* [Objectif]:
Poursuivez le texte sur les chercheurs influenceurs en enchaînant directement après sa dernière phrase.

Le saviez-vous, chers lecteurs et chères lectrices, que lorsque l’on tape « chercheurs influenceurs » dans Google, on trouve bien plus de résultats sur les recherches scientifiques menées sur les influenceurs, que sur les chercheurs influenceurs eux-mêmes ?
Peut-on donc être chercheur et influenceur ? Et si oui, qui sont ces chercheurs, qui je dois le dire sont aussi difficile à trouver qu’un doctorant en SHS heureux, épanoui, et financé.
Cette question n’est pas anodine, car lorsque l’on est chercheur indépendant, avoir une présence importante sur différentes plateformes, notamment médiatiques et sur les réseaux sociaux, peut contribuer à se faire connaître et à établir une réputation favorable à son activité entrepreneuriale.
Mais comment définit-on tout d’abord un influenceur ? Et comment ce terme peut être appliqué au monde de la recherche ?
Le mot influenceur en lui-même fait son entrée dans le dictionnaire Larousse en 2017. Je retranscrits sa définition ici (et oui, c’est important de rappeler ces définitions pour la suite de la discussion) :
1. Personne qui, par sa position sociale, sa notoriété et/ou son exposition médiatique, a un grand pouvoir d’influence sur l’opinion publique, voire sur les décideurs.
2. Spécialement : Personne qui, en raison de sa popularité et de son expertise dans un domaine donné (mode, par exemple), est capable d’influencer les pratiques de consommation des internautes par les idées qu’elle diffuse sur un blog ou tout autre support interactif (forum, réseau social, etc.).
Ce que je retiens rapidement de ces deux définitions c’est que ces personnes influencent l’opinion publique, ou les pratiques de consommation. Or, quelle est la capacité réelle d’un chercheur d’influencer l’opinion publique ? Et quels sont les moyens qu’il mobilise plus particulièrement ? Dans le cas de la seconde définition, de quelles pratiques de consommation parle-t-on ? La consommation de savoir ? Comment celui-ci est alors monétisé ?

[Entrées de pointage d'objets sur des photos]
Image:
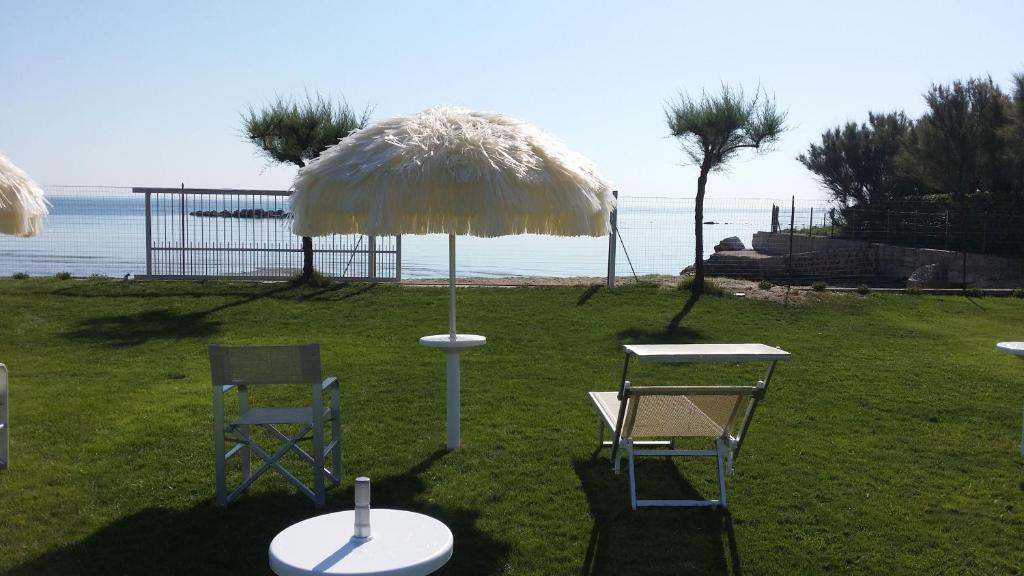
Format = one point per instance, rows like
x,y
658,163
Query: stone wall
x,y
825,258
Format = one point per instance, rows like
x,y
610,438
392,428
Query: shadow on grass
x,y
673,333
588,294
206,539
135,329
669,540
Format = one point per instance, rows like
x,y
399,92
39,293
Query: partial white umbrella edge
x,y
23,206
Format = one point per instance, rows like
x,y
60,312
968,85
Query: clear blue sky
x,y
147,93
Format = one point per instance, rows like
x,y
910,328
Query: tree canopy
x,y
965,155
291,132
857,164
714,129
295,132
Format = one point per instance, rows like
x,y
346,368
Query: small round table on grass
x,y
401,543
1016,348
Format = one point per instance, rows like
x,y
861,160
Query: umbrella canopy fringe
x,y
22,204
450,170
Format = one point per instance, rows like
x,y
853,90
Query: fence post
x,y
397,257
945,241
183,238
984,231
372,257
793,219
148,236
611,241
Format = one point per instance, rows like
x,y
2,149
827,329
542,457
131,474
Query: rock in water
x,y
730,244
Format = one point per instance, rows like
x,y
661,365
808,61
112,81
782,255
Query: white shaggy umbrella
x,y
22,205
451,170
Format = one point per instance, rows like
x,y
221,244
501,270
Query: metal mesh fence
x,y
90,231
101,231
225,234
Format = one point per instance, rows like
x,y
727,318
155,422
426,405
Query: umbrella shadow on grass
x,y
206,539
660,540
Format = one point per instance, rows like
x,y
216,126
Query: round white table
x,y
1016,348
401,543
452,348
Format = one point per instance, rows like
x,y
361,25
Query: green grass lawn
x,y
888,445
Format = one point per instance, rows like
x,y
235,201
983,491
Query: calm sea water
x,y
87,235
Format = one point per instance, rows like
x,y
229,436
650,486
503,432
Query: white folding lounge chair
x,y
4,422
644,419
242,367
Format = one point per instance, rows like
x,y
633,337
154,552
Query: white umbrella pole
x,y
453,392
452,286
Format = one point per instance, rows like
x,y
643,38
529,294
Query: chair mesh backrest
x,y
676,415
265,365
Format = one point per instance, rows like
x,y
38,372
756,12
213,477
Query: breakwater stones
x,y
244,213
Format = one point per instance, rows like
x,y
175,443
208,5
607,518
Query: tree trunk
x,y
307,243
698,232
307,258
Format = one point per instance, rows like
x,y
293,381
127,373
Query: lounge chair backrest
x,y
688,411
265,365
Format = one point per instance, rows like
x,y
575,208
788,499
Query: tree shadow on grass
x,y
674,332
135,329
206,539
669,540
588,294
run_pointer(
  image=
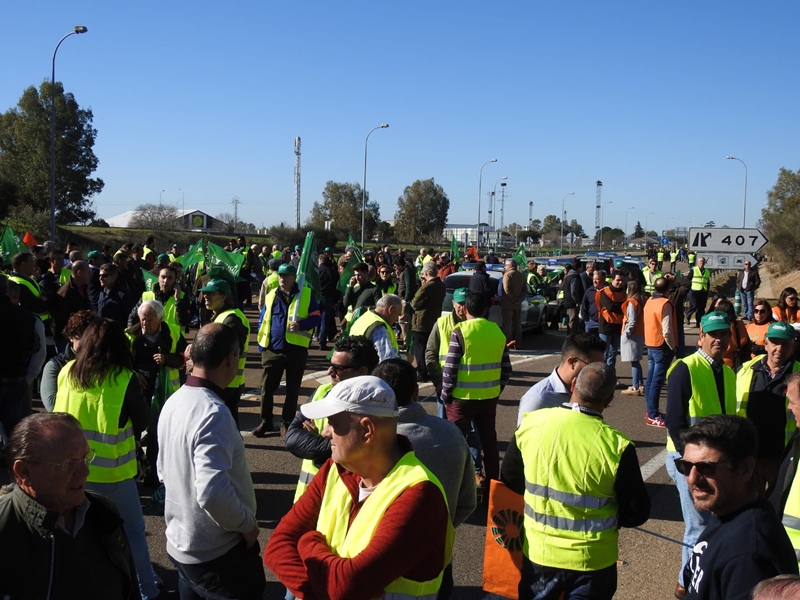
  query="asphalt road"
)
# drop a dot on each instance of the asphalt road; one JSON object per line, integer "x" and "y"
{"x": 648, "y": 564}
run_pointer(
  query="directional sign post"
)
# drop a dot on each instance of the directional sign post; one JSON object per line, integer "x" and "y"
{"x": 726, "y": 240}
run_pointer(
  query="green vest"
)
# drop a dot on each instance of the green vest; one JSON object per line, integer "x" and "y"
{"x": 479, "y": 370}
{"x": 744, "y": 379}
{"x": 238, "y": 381}
{"x": 307, "y": 468}
{"x": 98, "y": 409}
{"x": 368, "y": 322}
{"x": 347, "y": 539}
{"x": 570, "y": 511}
{"x": 700, "y": 279}
{"x": 704, "y": 400}
{"x": 298, "y": 338}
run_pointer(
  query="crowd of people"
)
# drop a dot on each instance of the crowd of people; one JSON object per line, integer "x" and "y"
{"x": 383, "y": 485}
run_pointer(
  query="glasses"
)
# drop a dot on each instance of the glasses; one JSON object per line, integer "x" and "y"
{"x": 705, "y": 468}
{"x": 71, "y": 465}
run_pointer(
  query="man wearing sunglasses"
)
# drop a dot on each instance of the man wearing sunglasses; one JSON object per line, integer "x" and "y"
{"x": 744, "y": 542}
{"x": 53, "y": 524}
{"x": 697, "y": 386}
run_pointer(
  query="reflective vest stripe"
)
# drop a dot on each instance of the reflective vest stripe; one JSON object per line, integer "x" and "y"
{"x": 582, "y": 526}
{"x": 578, "y": 500}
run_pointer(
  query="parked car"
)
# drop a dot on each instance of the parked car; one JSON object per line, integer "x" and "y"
{"x": 534, "y": 307}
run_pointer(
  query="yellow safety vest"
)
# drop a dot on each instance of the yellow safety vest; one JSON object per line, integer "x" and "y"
{"x": 700, "y": 279}
{"x": 98, "y": 410}
{"x": 571, "y": 511}
{"x": 744, "y": 379}
{"x": 307, "y": 468}
{"x": 368, "y": 322}
{"x": 349, "y": 539}
{"x": 239, "y": 379}
{"x": 479, "y": 370}
{"x": 298, "y": 338}
{"x": 705, "y": 400}
{"x": 34, "y": 288}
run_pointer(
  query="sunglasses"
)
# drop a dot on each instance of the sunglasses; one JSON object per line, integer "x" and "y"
{"x": 705, "y": 468}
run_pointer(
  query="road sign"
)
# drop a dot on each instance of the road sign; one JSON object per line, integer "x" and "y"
{"x": 723, "y": 239}
{"x": 727, "y": 261}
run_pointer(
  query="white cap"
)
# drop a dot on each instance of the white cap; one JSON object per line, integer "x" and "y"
{"x": 363, "y": 395}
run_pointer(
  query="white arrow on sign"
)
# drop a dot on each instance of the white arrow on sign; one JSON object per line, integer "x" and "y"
{"x": 719, "y": 239}
{"x": 727, "y": 261}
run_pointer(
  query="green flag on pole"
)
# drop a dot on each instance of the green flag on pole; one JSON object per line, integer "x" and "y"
{"x": 193, "y": 256}
{"x": 229, "y": 260}
{"x": 520, "y": 258}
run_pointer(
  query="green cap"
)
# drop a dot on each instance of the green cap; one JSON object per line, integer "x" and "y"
{"x": 780, "y": 330}
{"x": 217, "y": 285}
{"x": 715, "y": 321}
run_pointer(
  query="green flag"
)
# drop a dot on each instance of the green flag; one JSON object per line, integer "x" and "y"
{"x": 150, "y": 281}
{"x": 520, "y": 258}
{"x": 230, "y": 260}
{"x": 344, "y": 278}
{"x": 194, "y": 255}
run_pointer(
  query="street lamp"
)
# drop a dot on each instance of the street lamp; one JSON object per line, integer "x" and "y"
{"x": 744, "y": 205}
{"x": 602, "y": 210}
{"x": 561, "y": 249}
{"x": 364, "y": 188}
{"x": 75, "y": 30}
{"x": 625, "y": 237}
{"x": 480, "y": 189}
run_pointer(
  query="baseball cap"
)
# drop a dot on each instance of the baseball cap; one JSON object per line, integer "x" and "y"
{"x": 715, "y": 321}
{"x": 460, "y": 295}
{"x": 217, "y": 285}
{"x": 363, "y": 395}
{"x": 780, "y": 330}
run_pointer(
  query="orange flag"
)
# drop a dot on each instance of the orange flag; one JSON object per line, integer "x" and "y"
{"x": 502, "y": 558}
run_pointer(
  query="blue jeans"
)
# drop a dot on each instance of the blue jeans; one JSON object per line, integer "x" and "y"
{"x": 658, "y": 361}
{"x": 747, "y": 303}
{"x": 548, "y": 583}
{"x": 125, "y": 495}
{"x": 695, "y": 521}
{"x": 239, "y": 573}
{"x": 612, "y": 347}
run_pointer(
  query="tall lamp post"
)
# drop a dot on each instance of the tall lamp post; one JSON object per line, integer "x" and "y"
{"x": 561, "y": 248}
{"x": 364, "y": 188}
{"x": 626, "y": 225}
{"x": 480, "y": 189}
{"x": 744, "y": 204}
{"x": 602, "y": 211}
{"x": 75, "y": 30}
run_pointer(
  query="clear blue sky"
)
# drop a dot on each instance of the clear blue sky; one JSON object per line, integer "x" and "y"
{"x": 207, "y": 97}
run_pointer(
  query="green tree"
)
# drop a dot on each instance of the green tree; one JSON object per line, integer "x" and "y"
{"x": 780, "y": 219}
{"x": 25, "y": 154}
{"x": 341, "y": 204}
{"x": 421, "y": 212}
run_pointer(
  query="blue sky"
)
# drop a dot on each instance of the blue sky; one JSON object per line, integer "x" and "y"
{"x": 207, "y": 98}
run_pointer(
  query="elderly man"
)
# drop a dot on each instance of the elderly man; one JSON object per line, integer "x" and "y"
{"x": 377, "y": 324}
{"x": 53, "y": 523}
{"x": 218, "y": 298}
{"x": 331, "y": 543}
{"x": 212, "y": 531}
{"x": 573, "y": 513}
{"x": 284, "y": 335}
{"x": 514, "y": 292}
{"x": 744, "y": 542}
{"x": 427, "y": 307}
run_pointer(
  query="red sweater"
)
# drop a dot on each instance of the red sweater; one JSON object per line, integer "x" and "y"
{"x": 409, "y": 542}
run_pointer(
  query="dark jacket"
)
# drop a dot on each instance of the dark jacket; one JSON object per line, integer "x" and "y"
{"x": 96, "y": 563}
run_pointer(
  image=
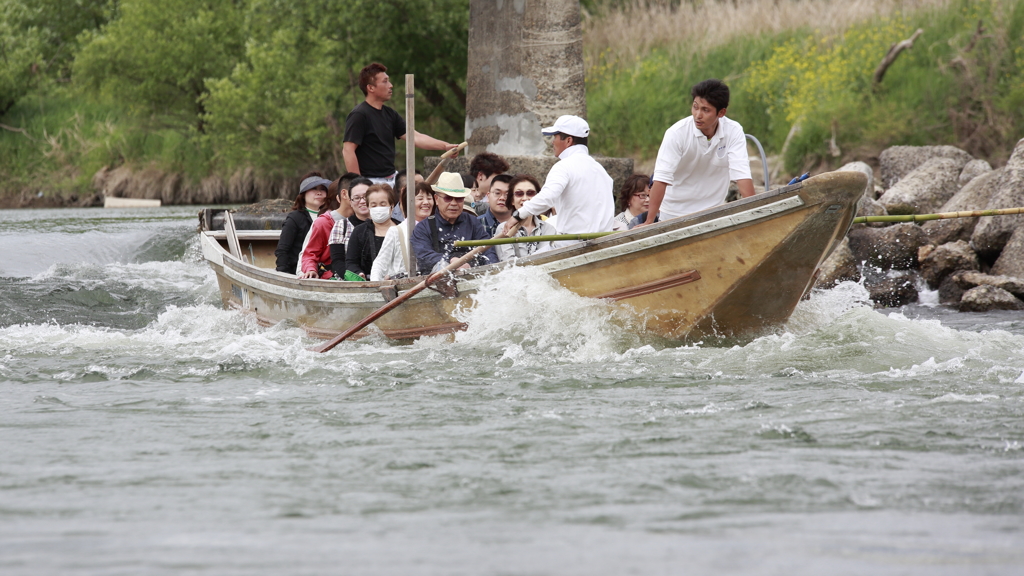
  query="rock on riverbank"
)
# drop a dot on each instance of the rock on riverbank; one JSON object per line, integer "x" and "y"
{"x": 976, "y": 263}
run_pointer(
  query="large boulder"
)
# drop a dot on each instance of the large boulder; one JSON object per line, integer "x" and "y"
{"x": 984, "y": 298}
{"x": 898, "y": 161}
{"x": 892, "y": 292}
{"x": 973, "y": 169}
{"x": 937, "y": 263}
{"x": 892, "y": 247}
{"x": 869, "y": 207}
{"x": 970, "y": 279}
{"x": 925, "y": 190}
{"x": 974, "y": 196}
{"x": 1011, "y": 260}
{"x": 840, "y": 265}
{"x": 992, "y": 233}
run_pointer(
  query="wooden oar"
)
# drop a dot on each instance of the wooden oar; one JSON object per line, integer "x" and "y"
{"x": 529, "y": 239}
{"x": 938, "y": 216}
{"x": 407, "y": 295}
{"x": 432, "y": 178}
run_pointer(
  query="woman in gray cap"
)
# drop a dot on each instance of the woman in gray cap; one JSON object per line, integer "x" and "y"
{"x": 309, "y": 203}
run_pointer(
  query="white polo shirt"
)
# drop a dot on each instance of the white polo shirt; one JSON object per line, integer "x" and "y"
{"x": 697, "y": 169}
{"x": 580, "y": 190}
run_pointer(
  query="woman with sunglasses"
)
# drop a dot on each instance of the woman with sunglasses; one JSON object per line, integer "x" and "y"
{"x": 633, "y": 199}
{"x": 521, "y": 189}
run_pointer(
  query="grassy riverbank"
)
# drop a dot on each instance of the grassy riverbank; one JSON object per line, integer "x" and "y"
{"x": 269, "y": 94}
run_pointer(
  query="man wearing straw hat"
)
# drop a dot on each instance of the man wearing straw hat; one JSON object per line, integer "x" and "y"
{"x": 372, "y": 128}
{"x": 577, "y": 187}
{"x": 434, "y": 238}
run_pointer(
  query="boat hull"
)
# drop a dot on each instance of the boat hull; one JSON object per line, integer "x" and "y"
{"x": 735, "y": 271}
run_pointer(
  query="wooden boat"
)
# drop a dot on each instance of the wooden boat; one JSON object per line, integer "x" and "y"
{"x": 735, "y": 271}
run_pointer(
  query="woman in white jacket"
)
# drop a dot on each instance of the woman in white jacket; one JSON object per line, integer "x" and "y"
{"x": 390, "y": 261}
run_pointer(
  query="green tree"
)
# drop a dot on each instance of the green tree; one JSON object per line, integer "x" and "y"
{"x": 157, "y": 55}
{"x": 273, "y": 110}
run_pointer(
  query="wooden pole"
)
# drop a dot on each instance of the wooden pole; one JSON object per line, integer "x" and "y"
{"x": 528, "y": 239}
{"x": 410, "y": 172}
{"x": 938, "y": 216}
{"x": 407, "y": 295}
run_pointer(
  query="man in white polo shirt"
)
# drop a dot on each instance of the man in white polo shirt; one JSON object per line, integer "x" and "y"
{"x": 577, "y": 187}
{"x": 698, "y": 157}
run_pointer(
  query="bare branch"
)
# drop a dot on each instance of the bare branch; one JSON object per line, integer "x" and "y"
{"x": 894, "y": 51}
{"x": 13, "y": 129}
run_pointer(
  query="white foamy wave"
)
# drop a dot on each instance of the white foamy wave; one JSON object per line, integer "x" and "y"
{"x": 179, "y": 277}
{"x": 824, "y": 306}
{"x": 971, "y": 399}
{"x": 534, "y": 319}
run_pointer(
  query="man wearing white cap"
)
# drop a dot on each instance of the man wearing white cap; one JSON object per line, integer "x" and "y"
{"x": 578, "y": 188}
{"x": 434, "y": 237}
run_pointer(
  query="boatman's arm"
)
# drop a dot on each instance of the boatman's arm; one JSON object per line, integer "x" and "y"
{"x": 351, "y": 162}
{"x": 739, "y": 165}
{"x": 355, "y": 129}
{"x": 656, "y": 196}
{"x": 670, "y": 154}
{"x": 424, "y": 141}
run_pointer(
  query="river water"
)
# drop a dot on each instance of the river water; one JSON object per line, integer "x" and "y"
{"x": 145, "y": 430}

* [Résultat]:
Par ailleurs, comment mesure-t-on cette influence ? En millions d’abonnés sur Twitter ou Youtube ? Les chercheurs doivent-ils devenir des « youtube drama queen » comme l’indique Marie Lopez (aka EnjoyPhoenix, l’une des plus grandes influenceuses françaises), et/ou faire des blagues potaches pour faire entendre leur voix ? Doivent-ils parler de leurs recherches tout faisant du placement de produits (bonjour les carnets de notes Clairefontaine, et ramettes de papiers Xerox pour imprimer les thèses et les articles) ?
Oui, je sais, je pose beaucoup de questions. Du coup, je me suis plongée dans les études sur les influenceurs.
Saviez-vous qu’il en existait plusieurs catégories en fonction de la taille de leur communauté de followers, tous réseaux sociaux inclus ?
Les nano-influenceurs ont entre 500 et 5 000 followers, les micro-influenceurs entre 5 000 et 30 000, les macro-influenceurs entre 30 000 et 700 000, et les célébrités, enfin, en ont plus de 700 000.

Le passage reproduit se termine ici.